* _Problem to solve_
Could you copy out every one of the records below verbatim, leaving each line unchanged?

* _Provided material_
○ ○ ○
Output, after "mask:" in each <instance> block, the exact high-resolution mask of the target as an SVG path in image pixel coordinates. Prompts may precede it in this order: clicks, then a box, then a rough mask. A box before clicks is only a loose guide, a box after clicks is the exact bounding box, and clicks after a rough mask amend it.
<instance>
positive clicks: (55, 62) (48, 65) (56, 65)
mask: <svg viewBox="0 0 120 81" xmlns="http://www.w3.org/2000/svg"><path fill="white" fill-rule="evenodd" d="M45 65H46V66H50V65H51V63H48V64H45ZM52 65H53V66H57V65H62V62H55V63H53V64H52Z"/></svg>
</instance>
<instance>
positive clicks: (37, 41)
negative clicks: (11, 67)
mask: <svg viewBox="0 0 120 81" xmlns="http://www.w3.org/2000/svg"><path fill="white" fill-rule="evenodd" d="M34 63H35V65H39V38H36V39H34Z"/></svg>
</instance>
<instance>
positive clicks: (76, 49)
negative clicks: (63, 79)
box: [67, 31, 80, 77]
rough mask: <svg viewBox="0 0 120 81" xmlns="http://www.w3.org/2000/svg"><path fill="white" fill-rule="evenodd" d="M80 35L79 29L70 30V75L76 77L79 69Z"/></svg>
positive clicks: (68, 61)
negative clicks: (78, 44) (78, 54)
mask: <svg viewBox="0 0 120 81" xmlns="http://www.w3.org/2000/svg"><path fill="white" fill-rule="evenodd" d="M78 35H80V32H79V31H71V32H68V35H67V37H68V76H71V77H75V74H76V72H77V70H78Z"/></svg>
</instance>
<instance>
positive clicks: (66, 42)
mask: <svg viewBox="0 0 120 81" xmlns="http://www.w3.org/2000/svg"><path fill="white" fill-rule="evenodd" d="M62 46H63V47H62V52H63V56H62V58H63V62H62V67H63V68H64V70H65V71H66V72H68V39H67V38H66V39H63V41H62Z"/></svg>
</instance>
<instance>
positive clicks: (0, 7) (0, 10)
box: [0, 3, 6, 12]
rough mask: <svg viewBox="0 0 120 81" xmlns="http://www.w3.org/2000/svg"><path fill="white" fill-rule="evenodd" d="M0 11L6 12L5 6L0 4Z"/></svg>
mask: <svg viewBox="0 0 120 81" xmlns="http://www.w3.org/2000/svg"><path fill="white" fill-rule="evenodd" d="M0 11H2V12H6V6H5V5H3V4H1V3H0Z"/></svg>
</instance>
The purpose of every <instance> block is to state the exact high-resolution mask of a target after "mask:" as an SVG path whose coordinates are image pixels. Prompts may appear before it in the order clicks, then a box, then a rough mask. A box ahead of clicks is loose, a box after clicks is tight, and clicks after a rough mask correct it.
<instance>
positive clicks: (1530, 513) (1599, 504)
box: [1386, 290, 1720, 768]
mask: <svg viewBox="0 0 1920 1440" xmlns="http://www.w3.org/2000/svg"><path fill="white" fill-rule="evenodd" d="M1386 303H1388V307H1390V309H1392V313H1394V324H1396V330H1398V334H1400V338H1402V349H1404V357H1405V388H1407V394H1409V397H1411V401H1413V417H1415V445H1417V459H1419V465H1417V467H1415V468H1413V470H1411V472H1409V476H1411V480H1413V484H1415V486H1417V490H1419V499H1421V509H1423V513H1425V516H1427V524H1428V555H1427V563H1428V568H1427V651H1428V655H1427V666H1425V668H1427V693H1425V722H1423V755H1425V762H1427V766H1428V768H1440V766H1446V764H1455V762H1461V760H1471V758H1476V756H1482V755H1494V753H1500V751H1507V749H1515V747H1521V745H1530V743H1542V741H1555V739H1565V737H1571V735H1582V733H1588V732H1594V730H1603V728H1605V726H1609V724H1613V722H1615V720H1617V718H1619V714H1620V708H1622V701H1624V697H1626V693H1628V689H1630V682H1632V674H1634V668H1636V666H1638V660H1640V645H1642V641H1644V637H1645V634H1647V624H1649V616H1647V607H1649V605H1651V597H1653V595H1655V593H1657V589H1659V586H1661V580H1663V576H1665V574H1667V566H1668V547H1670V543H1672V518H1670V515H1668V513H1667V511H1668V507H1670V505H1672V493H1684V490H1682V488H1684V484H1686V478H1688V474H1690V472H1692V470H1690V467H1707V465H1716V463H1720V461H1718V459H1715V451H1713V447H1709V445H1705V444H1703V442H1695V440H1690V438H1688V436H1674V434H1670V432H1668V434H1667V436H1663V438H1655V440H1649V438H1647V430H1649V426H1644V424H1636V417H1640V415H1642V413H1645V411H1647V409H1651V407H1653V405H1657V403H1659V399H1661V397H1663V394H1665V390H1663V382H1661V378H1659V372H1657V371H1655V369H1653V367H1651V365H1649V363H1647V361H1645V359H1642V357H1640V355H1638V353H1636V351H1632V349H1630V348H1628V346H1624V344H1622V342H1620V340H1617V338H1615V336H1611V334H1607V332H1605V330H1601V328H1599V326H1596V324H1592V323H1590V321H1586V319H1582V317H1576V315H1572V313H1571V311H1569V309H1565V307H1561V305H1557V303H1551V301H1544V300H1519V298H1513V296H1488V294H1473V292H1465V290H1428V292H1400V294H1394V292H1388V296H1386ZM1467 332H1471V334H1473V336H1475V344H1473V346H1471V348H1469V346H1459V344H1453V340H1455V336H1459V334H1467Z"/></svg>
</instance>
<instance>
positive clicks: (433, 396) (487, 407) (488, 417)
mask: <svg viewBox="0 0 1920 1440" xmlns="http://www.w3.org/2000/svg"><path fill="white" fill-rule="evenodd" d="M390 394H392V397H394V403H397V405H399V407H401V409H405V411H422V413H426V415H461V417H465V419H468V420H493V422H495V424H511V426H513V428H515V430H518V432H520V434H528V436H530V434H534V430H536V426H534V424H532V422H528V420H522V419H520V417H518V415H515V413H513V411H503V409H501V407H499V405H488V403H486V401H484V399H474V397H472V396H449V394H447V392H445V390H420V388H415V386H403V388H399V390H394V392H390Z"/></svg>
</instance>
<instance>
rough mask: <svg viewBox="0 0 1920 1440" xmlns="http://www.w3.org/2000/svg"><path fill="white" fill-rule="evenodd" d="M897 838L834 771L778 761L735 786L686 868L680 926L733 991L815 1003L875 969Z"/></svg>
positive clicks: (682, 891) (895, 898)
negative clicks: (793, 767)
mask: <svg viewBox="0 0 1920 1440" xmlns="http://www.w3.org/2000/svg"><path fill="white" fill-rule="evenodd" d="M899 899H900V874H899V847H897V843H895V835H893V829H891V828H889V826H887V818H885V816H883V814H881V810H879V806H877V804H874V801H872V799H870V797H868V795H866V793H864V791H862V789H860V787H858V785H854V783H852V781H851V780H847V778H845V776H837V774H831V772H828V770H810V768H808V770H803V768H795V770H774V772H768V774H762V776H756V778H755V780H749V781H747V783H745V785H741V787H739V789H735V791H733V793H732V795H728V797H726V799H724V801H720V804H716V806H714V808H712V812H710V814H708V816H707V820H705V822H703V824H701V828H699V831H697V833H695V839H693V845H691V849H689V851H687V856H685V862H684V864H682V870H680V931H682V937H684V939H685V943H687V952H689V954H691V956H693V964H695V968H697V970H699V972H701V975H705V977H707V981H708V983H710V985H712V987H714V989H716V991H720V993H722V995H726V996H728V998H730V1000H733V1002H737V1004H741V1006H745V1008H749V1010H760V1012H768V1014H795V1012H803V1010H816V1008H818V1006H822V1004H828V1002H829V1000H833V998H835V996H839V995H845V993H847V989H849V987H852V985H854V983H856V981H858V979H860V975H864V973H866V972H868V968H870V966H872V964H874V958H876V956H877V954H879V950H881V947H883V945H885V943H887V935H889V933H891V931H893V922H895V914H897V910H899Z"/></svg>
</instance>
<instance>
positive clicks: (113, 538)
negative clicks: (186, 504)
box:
○ ○ ○
* _Solution to this problem_
Output, after "mask:" in each <instance> block, the exact high-resolution mask of the target as an SVG path in image pixel coordinates. Prompts may precede it in this order: clicks, then a box, then a rough mask. A box before clicks is only a loose guide, a box after clicks is the exact bounding box, and clicks after a rough mask amend it.
<instance>
positive clicks: (55, 62) (48, 65) (56, 65)
mask: <svg viewBox="0 0 120 81" xmlns="http://www.w3.org/2000/svg"><path fill="white" fill-rule="evenodd" d="M45 65H46V66H50V65H51V63H48V64H45ZM52 65H53V66H57V65H62V62H55V63H53V64H52Z"/></svg>
</instance>
<instance>
positive clicks: (37, 41)
negative clicks: (11, 67)
mask: <svg viewBox="0 0 120 81" xmlns="http://www.w3.org/2000/svg"><path fill="white" fill-rule="evenodd" d="M34 63H35V65H39V38H36V39H34Z"/></svg>
</instance>
<instance>
positive clicks: (76, 49)
negative clicks: (63, 79)
box: [67, 31, 80, 77]
rough mask: <svg viewBox="0 0 120 81" xmlns="http://www.w3.org/2000/svg"><path fill="white" fill-rule="evenodd" d="M80 35L79 29L70 30V75L76 77L79 69Z"/></svg>
positive clicks: (68, 61)
negative clicks: (78, 44) (78, 54)
mask: <svg viewBox="0 0 120 81" xmlns="http://www.w3.org/2000/svg"><path fill="white" fill-rule="evenodd" d="M78 35H80V32H79V31H71V32H68V35H67V37H68V76H71V77H75V74H76V72H77V70H78Z"/></svg>
</instance>
<instance>
positive clicks: (66, 42)
mask: <svg viewBox="0 0 120 81" xmlns="http://www.w3.org/2000/svg"><path fill="white" fill-rule="evenodd" d="M62 46H63V47H62V52H63V56H62V58H63V62H62V67H63V68H64V70H65V71H66V72H68V39H67V38H66V39H63V41H62Z"/></svg>
</instance>
<instance>
positive clicks: (0, 7) (0, 10)
box: [0, 3, 6, 12]
rough mask: <svg viewBox="0 0 120 81" xmlns="http://www.w3.org/2000/svg"><path fill="white" fill-rule="evenodd" d="M0 11L6 12L5 6L0 4Z"/></svg>
mask: <svg viewBox="0 0 120 81" xmlns="http://www.w3.org/2000/svg"><path fill="white" fill-rule="evenodd" d="M0 11H2V12H6V6H5V5H3V4H1V3H0Z"/></svg>
</instance>
The purpose of every <instance> block is to state the exact high-resolution mask of a target after "mask:" as an SVG path whose coordinates are image pixels. Prompts may appear before it in the order clicks, then a box, then a rough mask. A box ahead of clicks is loose, a box after clicks is tight, and clicks after a rough mask correct it.
<instance>
positive clicks: (1530, 513) (1599, 504)
box: [1386, 290, 1720, 768]
mask: <svg viewBox="0 0 1920 1440" xmlns="http://www.w3.org/2000/svg"><path fill="white" fill-rule="evenodd" d="M1386 303H1388V307H1390V309H1392V313H1394V324H1396V330H1398V334H1400V338H1402V349H1404V357H1405V388H1407V394H1409V397H1411V401H1413V417H1415V445H1417V459H1419V465H1417V467H1415V468H1413V470H1411V472H1409V476H1411V480H1413V484H1415V486H1417V490H1419V499H1421V509H1423V513H1425V516H1427V524H1428V555H1427V563H1428V568H1427V651H1428V655H1427V666H1425V668H1427V693H1425V722H1423V755H1425V762H1427V766H1428V768H1440V766H1446V764H1455V762H1461V760H1471V758H1476V756H1482V755H1494V753H1500V751H1507V749H1515V747H1521V745H1530V743H1542V741H1555V739H1565V737H1571V735H1582V733H1588V732H1594V730H1603V728H1605V726H1609V724H1613V722H1615V720H1617V718H1619V714H1620V708H1622V701H1624V697H1626V693H1628V689H1630V682H1632V674H1634V668H1636V666H1638V660H1640V645H1642V641H1644V637H1645V634H1647V624H1649V616H1647V607H1649V605H1651V597H1653V595H1655V593H1657V589H1659V586H1661V580H1663V576H1665V574H1667V566H1668V547H1670V543H1672V518H1670V515H1668V513H1667V511H1668V507H1670V505H1672V493H1684V490H1682V488H1684V484H1686V478H1688V474H1690V472H1692V470H1690V467H1707V465H1716V463H1720V461H1718V459H1715V451H1713V447H1709V445H1705V444H1703V442H1695V440H1690V438H1688V436H1674V434H1670V432H1668V434H1667V436H1663V438H1655V440H1649V438H1647V430H1649V426H1644V424H1636V417H1640V415H1642V413H1645V411H1647V409H1651V407H1653V405H1657V403H1659V399H1661V397H1663V394H1665V390H1663V382H1661V378H1659V372H1657V371H1655V369H1653V367H1651V365H1649V363H1647V361H1645V359H1642V357H1640V355H1638V353H1636V351H1632V349H1630V348H1628V346H1624V344H1622V342H1620V340H1617V338H1615V336H1611V334H1607V332H1605V330H1601V328H1599V326H1596V324H1592V323H1590V321H1586V319H1582V317H1576V315H1572V313H1571V311H1569V309H1565V307H1561V305H1557V303H1551V301H1544V300H1519V298H1513V296H1488V294H1473V292H1465V290H1428V292H1400V294H1394V292H1388V296H1386ZM1467 332H1471V334H1473V336H1475V344H1473V346H1471V348H1469V346H1459V344H1453V340H1455V336H1459V334H1467Z"/></svg>
</instance>
<instance>
positive clicks: (433, 396) (487, 407) (488, 417)
mask: <svg viewBox="0 0 1920 1440" xmlns="http://www.w3.org/2000/svg"><path fill="white" fill-rule="evenodd" d="M390 394H392V397H394V403H397V405H399V407H401V409H405V411H422V413H426V415H461V417H465V419H468V420H493V422H495V424H511V426H513V428H515V430H518V432H520V434H528V436H530V434H534V430H536V426H534V424H532V422H528V420H522V419H520V417H518V415H515V413H513V411H503V409H501V407H499V405H488V403H486V401H484V399H474V397H472V396H449V394H447V392H445V390H420V388H415V386H403V388H399V390H394V392H390Z"/></svg>
</instance>
<instance>
rough mask: <svg viewBox="0 0 1920 1440" xmlns="http://www.w3.org/2000/svg"><path fill="white" fill-rule="evenodd" d="M897 838L834 771L778 761L735 786L686 868L680 926L733 991L815 1003L875 969Z"/></svg>
positive clicks: (682, 891) (895, 898)
negative clicks: (793, 767)
mask: <svg viewBox="0 0 1920 1440" xmlns="http://www.w3.org/2000/svg"><path fill="white" fill-rule="evenodd" d="M899 899H900V874H899V847H897V843H895V835H893V829H891V828H889V826H887V818H885V816H883V814H881V810H879V806H877V804H874V801H872V799H870V797H868V795H866V793H864V791H862V789H860V787H858V785H854V783H852V781H851V780H847V778H845V776H837V774H831V772H828V770H810V768H808V770H803V768H795V770H774V772H768V774H762V776H756V778H755V780H749V781H747V783H745V785H741V787H739V789H735V791H733V793H732V795H728V797H726V799H724V801H720V804H716V806H714V808H712V812H710V814H708V816H707V820H705V822H703V824H701V828H699V831H697V833H695V839H693V845H691V849H689V851H687V856H685V862H684V864H682V870H680V931H682V937H684V939H685V943H687V952H689V954H691V956H693V964H695V968H697V970H699V972H701V975H705V977H707V981H708V983H710V985H712V987H714V989H716V991H720V993H722V995H726V996H728V998H730V1000H733V1002H737V1004H741V1006H745V1008H749V1010H760V1012H768V1014H795V1012H803V1010H816V1008H818V1006H822V1004H828V1002H829V1000H833V998H835V996H839V995H845V993H847V989H849V987H852V985H854V983H856V981H858V979H860V975H864V973H866V972H868V968H870V966H872V964H874V958H876V956H877V954H879V950H881V947H883V945H885V943H887V935H889V933H891V931H893V922H895V914H897V910H899Z"/></svg>
</instance>
<instance>
positive clicks: (113, 538)
negative clicks: (186, 504)
box:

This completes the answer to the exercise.